======== LEESTEKST ========
Daarna is het weer de beurt aan de zaal. Nienhuys vraagt voorbeelden van beroemde ongelukken en incidenten. Het publiek doet gretig mee en Nienhuys schrijft het allemaal op een overklapper. Grote ongelukken, zoals die met de Titanic, die met de spaceshuttles of de Bijlmerramp, leiden vaak tot complotdenken, evenals onopgeloste misdaden; zo is nog altijd onbekend wie Jack the Ripper was.
Uiteraard mag ‘9/11’ niet ontbreken in een overzicht van vermeende complotten. De aanslagen op de Twin Towers op 11 september 2001 waren inderdaad het werk van een samenzwering, namelijk van moslimfundamentalisten, maar er zijn lieden die geloven dat de Amerikaanse regering van George W. Bush zelf achter de aanslagen zat. (Nienhuys haalt even Reagan en Bush door elkaar, wat tot gegrinnik in de zaal leidt.) De film Loose Change is aan dit vermeende complot gewijd.
Geheime genootschappen Dan komen de geheime genootschappen aan bod. De Protocollen van de Wijzen van Zion vormen het bekendste geschrift, waarin beschreven wordt hoe de joden de wereldmacht willen grijpen. Tevens zijn hierin de standaardtrucs van leiders te vinden hoe de bevolking te misleiden en te onderdrukken. Ze zijn een rommelig samenraapsel van allerlei teksten van diverse oorsprong en zijn al bijna een eeuw geleden ontmaskerd. Helaas zijn er tot op heden mensen die geloven dat deze Protocollen echt zijn.
Het bekendste hedendaagse geheime genootschap vormen de Illuminati, hoewel zij niet meer waren dan een achttiende-eeuwse leesclub van verlichte denkers in Beieren, Duitsland. Karl Theodor verbood op zeker moment alle geheime genootschappen waaronder de Illuminati. Dat is koren op de molen van complotdenkers, die nog altijd geloven dat de Illuminati achter de grote wereldgeschiedenis zitten.
======== DE GEGEVENS ========
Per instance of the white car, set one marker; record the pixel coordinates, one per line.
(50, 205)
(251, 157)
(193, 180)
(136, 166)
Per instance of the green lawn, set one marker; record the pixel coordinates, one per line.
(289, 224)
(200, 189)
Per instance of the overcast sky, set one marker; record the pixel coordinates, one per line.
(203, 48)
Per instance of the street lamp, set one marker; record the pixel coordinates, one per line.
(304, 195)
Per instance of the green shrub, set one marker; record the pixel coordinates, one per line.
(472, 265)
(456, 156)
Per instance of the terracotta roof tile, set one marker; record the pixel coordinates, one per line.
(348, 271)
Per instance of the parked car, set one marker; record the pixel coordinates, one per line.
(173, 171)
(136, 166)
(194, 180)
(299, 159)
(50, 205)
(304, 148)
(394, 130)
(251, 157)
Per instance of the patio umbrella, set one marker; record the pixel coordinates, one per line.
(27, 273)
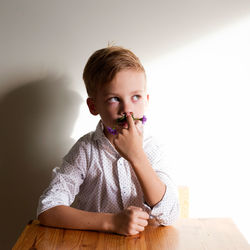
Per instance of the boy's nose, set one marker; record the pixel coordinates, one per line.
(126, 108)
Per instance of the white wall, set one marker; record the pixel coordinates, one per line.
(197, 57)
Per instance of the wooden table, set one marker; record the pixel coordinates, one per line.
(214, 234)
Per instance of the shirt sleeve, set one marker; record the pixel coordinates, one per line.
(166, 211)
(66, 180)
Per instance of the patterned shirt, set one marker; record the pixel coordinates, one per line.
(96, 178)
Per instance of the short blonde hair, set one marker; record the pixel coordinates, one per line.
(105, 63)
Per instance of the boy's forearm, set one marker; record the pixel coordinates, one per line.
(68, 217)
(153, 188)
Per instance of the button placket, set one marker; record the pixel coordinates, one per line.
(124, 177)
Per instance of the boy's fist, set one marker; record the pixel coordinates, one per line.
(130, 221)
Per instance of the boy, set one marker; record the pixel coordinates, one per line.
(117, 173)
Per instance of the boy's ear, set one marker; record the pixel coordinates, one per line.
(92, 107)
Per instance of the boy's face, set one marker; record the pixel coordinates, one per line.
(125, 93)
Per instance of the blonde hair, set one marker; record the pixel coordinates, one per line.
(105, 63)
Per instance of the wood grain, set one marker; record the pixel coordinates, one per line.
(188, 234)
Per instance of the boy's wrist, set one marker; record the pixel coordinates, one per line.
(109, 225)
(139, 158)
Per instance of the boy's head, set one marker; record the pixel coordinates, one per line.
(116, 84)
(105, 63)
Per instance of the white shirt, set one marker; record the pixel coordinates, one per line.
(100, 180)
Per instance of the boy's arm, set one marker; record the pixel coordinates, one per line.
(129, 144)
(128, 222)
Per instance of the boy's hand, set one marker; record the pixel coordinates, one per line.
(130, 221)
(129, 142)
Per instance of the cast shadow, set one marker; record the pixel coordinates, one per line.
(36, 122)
========
======== DE GEGEVENS ========
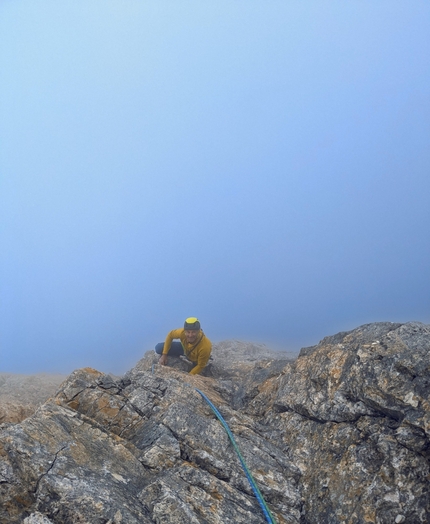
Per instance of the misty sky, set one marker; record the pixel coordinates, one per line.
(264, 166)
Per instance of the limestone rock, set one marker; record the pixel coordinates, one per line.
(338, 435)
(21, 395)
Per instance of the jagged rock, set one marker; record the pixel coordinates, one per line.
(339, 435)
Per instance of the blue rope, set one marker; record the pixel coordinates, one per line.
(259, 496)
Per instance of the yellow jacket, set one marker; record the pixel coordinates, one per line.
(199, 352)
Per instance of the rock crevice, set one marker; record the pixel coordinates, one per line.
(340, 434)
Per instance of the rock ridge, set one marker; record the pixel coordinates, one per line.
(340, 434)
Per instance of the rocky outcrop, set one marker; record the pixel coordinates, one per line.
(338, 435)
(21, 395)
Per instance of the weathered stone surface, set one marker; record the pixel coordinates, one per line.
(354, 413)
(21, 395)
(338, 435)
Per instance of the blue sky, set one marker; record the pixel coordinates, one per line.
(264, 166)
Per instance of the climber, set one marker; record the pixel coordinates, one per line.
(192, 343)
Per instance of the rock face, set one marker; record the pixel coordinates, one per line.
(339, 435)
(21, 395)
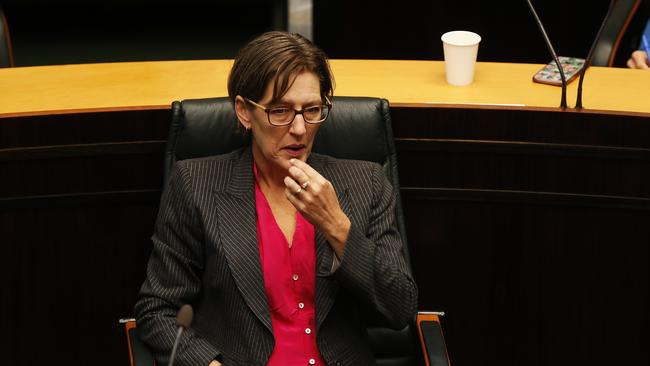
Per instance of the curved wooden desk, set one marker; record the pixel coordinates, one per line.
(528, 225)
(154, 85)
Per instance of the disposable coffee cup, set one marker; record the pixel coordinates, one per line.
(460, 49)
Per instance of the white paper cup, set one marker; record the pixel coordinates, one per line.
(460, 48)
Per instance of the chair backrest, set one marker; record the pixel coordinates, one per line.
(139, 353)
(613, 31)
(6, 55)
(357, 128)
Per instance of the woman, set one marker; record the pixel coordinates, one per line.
========
_OPDRACHT_
Kun je het verslag over complotdenken in de leestekst hervatten na de laatste zin, over de Illuminati?

_RESULTAAT_
Een andere vermeldenswaardige episode is de hoax van Léo Taxil (pseudoniem van M.J.G.A. Jogand-Pagès). Eerst publiceerde hij stukken tegen het katholicisme. Later bekeerde hij zich en richtte hij zich, in navolging van de r.-k. kerk, tegen de vrijmetselarij. Toen hij na jaren tijdens een persconferentie onthulde dat hij het allemaal verzonnen had, zelfs zijn bekering, moest hij de zaal ontvluchten.
Maanlanding en Bielefeld Volgens miljoenen Amerikanen zijn wij mensen nooit op de Maan geland. De maanlandingen zijn van A tot Z gefilmd in de studio om ons maar wat wijs te maken. De bewijzen die hiervoor worden aangedragen zijn vaak amateuristisch, terwijl de complotdenkers zichzelf juist slimmer dan de NASA achten. Aan de andere kant verstopt de Amerikaanse regering buitenaardsen die op Aarde zijn geland (of gecrasht). Of zij heeft zelfs een deal met de aliens gesloten. Of zij bestaat zelf uit aliens. Je kunt het zo gek niet bedenken of het wordt wel geloofd. Het is wel opmerkelijk dat geloof in de maanlandingshoax, anders dan bij de meeste complottheorieën, niet lijkt te stoelen op angst of onzekerheid.
Een grappig moment aan het eind is als Nienhuys vraagt wie er in Bielefeld, Duitsland is geweest; 3 handen gaan omhoog. Dat kan niet omdat Bielefeld helemaal niet bestaat. Althans, de Bielefeld-Verschwörung beweert dat deze plaats verzonnen is, dat foto’s en BI-kentekens misleiding zijn en dat Google wordt omgekocht om de plaats te tonen. Op de plaats waar Bielefeld zou liggen verstopt de CIA namelijk John F. Kennedy omdat die anders zou onthullen dat de maanlanding een hoax is.
Al met al een geslaagde lezing waarin zowel bekende als minder bekende complottheorieën voor het voetlicht worden gebracht. Nienhuys vertelt met flair en gevoel voor humor. Je zou bijna vergeten dat het hier om een serieus onderwerp gaat.